> Aim of the exercise:
Rewrite the lines from the one containing "Target: shirt sleeve" through the end of the lines, changing "striped necktie" to "patterned necktie" and leaving everything else as is.

> Exercise material:
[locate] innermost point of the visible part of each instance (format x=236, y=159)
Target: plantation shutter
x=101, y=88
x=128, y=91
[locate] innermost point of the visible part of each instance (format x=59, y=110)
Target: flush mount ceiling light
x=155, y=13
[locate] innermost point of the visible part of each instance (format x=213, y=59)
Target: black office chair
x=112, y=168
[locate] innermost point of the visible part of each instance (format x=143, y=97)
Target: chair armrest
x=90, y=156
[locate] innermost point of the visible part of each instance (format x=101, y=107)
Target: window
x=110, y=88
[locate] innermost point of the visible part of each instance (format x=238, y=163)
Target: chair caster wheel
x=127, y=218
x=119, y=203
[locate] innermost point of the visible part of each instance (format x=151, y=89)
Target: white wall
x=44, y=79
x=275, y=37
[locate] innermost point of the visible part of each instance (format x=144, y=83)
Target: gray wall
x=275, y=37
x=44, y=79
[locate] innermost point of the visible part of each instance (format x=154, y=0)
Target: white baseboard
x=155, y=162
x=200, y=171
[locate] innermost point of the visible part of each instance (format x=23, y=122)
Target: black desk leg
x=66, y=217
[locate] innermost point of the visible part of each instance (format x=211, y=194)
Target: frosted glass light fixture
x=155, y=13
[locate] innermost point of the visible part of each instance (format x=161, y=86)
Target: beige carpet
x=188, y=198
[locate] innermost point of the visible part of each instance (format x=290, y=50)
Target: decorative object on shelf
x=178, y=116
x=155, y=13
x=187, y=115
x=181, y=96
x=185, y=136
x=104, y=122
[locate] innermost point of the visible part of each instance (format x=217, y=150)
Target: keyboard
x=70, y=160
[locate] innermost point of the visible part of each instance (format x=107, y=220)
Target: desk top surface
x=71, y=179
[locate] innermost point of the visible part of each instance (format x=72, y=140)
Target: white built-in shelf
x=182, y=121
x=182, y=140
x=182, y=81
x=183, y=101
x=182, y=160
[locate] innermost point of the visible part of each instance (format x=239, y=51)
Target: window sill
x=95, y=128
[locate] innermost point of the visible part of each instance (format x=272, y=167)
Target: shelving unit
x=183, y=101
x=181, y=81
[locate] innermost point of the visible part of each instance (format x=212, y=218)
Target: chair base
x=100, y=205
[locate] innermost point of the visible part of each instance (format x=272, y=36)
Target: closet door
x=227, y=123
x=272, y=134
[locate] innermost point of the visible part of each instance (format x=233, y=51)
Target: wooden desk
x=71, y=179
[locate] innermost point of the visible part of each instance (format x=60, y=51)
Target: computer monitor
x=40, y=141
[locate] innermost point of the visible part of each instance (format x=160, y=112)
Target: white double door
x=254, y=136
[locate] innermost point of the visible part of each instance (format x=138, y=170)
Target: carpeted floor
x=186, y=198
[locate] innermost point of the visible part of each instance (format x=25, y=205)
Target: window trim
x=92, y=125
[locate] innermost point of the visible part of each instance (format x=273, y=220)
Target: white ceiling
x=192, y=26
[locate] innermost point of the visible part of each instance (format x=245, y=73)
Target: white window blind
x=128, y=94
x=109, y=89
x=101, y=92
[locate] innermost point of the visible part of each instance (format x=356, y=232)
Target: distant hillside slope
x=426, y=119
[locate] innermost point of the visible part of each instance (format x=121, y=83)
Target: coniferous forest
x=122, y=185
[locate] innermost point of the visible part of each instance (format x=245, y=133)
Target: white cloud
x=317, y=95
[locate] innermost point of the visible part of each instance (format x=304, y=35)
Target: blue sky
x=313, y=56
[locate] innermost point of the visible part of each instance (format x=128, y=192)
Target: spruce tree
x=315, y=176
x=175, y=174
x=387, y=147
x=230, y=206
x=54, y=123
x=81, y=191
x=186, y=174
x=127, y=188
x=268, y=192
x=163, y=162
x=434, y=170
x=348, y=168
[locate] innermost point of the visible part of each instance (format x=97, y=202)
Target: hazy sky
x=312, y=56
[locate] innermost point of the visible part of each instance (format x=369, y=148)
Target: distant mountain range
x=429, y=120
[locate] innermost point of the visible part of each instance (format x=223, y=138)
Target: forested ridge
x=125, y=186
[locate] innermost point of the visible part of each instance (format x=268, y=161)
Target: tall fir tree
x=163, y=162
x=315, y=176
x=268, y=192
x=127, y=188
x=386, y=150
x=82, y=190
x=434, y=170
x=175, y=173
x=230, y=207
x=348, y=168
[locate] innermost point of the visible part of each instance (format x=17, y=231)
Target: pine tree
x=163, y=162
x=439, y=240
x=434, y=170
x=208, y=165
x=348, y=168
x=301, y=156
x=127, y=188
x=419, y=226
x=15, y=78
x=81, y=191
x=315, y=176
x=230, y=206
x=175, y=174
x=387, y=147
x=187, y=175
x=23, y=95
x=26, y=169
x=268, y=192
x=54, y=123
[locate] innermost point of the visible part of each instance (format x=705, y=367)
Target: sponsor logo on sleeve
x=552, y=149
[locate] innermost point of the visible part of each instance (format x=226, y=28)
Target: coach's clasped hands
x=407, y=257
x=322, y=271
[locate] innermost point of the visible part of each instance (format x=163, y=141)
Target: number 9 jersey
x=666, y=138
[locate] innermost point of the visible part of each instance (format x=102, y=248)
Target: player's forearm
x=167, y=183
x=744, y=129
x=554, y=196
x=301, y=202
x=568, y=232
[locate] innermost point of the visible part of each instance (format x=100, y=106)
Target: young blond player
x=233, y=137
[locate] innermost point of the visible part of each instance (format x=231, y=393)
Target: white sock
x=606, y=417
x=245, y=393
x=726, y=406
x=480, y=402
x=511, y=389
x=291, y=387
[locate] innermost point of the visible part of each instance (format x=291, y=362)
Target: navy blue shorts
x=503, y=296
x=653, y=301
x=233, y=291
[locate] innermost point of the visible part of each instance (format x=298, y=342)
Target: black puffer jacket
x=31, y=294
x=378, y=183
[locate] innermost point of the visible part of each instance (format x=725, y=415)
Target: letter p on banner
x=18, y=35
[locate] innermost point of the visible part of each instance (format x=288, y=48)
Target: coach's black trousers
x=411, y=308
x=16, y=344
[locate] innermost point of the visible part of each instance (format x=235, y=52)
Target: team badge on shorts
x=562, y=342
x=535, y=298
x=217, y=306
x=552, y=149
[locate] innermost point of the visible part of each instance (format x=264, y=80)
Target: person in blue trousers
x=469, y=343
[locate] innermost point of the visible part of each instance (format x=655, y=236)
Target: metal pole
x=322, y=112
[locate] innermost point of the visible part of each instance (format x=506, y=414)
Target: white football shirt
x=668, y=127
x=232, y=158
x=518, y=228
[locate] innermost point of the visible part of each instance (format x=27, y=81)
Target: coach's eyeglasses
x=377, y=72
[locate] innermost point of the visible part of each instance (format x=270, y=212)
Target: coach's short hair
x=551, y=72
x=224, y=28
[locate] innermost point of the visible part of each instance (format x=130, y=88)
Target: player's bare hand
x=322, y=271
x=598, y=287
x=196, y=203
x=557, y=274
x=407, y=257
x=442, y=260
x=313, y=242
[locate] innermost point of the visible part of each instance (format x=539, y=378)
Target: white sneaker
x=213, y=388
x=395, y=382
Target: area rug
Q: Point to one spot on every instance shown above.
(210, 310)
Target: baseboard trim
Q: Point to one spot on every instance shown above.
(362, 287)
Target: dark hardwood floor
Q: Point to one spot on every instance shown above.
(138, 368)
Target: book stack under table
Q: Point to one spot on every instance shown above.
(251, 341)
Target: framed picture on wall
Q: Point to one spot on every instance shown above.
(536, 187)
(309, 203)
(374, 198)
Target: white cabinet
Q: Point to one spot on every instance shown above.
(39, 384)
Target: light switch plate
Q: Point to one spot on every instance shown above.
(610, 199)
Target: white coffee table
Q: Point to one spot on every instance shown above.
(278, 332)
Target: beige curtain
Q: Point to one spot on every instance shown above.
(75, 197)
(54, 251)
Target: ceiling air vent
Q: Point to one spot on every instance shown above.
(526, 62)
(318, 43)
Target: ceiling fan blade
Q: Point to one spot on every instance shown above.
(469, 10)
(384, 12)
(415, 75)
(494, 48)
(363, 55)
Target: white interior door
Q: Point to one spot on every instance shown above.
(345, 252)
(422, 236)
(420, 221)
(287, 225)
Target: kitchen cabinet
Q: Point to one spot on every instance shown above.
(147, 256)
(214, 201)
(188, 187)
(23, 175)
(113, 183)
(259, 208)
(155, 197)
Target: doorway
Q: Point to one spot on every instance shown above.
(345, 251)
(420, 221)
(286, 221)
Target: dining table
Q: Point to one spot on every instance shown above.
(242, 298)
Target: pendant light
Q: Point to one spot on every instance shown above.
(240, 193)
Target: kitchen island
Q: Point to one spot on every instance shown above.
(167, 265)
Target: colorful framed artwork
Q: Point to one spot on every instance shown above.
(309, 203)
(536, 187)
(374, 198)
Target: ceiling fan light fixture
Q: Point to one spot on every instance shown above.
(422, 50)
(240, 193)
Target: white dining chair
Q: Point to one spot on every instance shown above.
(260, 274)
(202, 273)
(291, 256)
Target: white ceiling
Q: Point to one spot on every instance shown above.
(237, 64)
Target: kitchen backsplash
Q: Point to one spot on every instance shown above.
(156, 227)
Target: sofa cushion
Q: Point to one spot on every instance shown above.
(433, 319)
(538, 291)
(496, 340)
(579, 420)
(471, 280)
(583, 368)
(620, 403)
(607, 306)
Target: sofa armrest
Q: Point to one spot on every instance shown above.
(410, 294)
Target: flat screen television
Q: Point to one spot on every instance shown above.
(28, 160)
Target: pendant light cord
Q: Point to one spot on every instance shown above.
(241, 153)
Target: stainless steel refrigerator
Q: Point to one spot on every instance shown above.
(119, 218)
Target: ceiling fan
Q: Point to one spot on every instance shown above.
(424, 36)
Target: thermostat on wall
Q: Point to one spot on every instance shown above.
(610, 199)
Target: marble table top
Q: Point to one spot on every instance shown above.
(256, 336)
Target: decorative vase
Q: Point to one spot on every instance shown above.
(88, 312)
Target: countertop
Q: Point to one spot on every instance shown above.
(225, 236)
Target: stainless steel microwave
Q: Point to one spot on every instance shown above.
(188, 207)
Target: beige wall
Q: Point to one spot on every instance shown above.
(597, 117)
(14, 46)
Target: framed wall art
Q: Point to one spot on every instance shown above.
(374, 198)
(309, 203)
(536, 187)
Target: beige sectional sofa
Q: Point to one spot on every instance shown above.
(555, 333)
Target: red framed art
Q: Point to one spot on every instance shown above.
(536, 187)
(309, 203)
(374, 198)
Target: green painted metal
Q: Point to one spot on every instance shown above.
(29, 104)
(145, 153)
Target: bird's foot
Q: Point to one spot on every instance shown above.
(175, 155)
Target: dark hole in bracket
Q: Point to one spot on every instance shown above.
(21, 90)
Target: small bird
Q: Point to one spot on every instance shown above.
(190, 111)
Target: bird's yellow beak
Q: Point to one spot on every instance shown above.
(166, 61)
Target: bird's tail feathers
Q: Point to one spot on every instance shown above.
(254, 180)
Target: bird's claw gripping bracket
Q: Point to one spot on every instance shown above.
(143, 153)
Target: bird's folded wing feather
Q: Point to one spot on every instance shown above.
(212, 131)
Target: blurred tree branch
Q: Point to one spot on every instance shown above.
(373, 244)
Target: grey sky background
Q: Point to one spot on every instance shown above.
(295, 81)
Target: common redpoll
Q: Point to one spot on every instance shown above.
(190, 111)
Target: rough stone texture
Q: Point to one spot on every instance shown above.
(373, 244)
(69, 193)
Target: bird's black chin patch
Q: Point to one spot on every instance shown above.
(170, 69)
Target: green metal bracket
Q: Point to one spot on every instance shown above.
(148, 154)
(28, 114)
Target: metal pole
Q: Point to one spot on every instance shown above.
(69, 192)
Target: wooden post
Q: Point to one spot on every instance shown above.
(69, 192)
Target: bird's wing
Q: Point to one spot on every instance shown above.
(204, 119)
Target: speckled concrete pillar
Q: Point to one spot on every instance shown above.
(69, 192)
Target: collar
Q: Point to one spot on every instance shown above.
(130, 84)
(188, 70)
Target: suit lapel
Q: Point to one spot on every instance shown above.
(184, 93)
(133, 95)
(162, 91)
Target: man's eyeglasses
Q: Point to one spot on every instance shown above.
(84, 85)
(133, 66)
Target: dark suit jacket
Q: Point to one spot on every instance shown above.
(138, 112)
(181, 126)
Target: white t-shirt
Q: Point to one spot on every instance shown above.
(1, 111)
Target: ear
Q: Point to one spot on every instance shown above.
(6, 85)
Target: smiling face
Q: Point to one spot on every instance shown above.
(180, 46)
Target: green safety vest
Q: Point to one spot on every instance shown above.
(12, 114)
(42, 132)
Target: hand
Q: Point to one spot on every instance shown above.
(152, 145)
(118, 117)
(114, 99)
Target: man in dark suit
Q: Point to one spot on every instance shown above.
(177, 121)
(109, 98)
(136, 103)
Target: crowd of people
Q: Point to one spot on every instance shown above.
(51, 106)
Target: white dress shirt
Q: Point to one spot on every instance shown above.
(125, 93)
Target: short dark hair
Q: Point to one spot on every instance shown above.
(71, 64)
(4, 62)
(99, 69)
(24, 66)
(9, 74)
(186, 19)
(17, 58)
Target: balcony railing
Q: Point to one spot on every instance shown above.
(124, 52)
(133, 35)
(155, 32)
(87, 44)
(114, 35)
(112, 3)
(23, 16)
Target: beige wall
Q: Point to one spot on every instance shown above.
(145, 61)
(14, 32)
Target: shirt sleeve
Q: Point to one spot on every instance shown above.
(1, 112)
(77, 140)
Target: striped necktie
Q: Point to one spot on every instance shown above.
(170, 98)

> Answer for this exercise:
Target: shirt sleeve
Q: Point to one spot on every instance shown above.
(1, 112)
(77, 140)
Target: patterned necktie
Q: Point to one spot on every instance shown above.
(170, 98)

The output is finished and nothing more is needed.